[Start Article]

POC #: Generate Analytics from a Product
based Company Web Log.
The POC is based
on Analysing a Product based Company Web
Log.
Industry: E-Commerce
1. Load weblog data into HDFS using HDFS
client
2. Develop
Pig program to load log and perform analytics on IP Category-1 Category-2 page, status_code
2.1.
Count of page views by individual
user ie [IP, count(*)]
2.2.
Top / Bottom 2: catagery-1/
catagery-2 / page /users (Exclude status code other than 200)
Top 2 and bottom 2 records
·
Category,
total_number_views
·
page,
total_number_views
·
IP,
total_number_of_views
2.3.
Total page views / Category wise pageviews / Unique pageviews
·
page,total_number_of_views
·
category,
total_views
·
page,
total_number_of_unique_views
2.4.
Count of status code = 200 / 404 / 400 / 500
·
status_code,
count
3. Load results
into tables in MySql Database using Sqoop.

[End Article]
[Start Data supplied]

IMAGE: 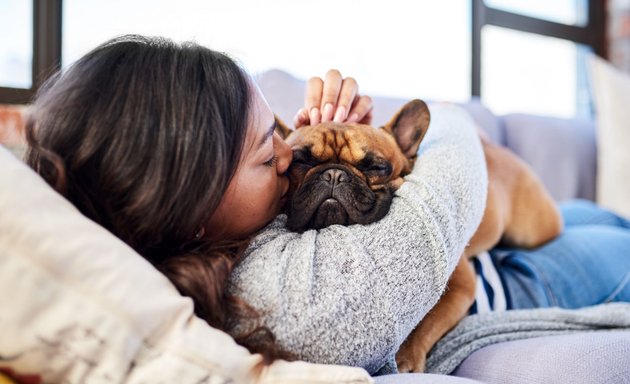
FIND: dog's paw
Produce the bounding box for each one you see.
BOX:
[396,348,427,373]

[End Data supplied]

- [Task requirements]
• A. For each statement, say yes or no as to whether the web log project outline agrees with it, and quote the words from the outline that decide it: (i) The results end up in MySql tables by way of Sqoop. (ii) The weblog data is put into HDFS with a Pig program. (iii) The industry named is banking.
• B. Pick up the web log project outline after its last sentence and write what comes next.
The rows aren't needed for what comes next.

- [Exercise results]
• A.
(i) Yes: "Load results into tables in MySql Database using Sqoop."
(ii) No: "Load weblog data into HDFS using HDFS client"
(iii) No: "Industry: E-Commerce"

• B.
CODING DETAILS
Pig Script
weblog.pig
/* Develop Pig program to extract data
for the following KPIs */
FILE1 = LOAD
'/home/bhavesh/weblog.txt' using PigStorage(',') as (IP:chararray,Category1:chararray,Category2:chararray,page:int,statuscode:int);
GRPD = group FILE1 by IP;
IPCOUNT = foreach GRPD generate
group,COUNT(FILE1.IP);
/* Count of page views by individual
user ie IP, count(*) */
STORE IPCOUNT into '/home/bhavesh/Count_by_Pageview_by_IndividualUser/'
using PigStorage(',');
/*(Exclude status code other than 200)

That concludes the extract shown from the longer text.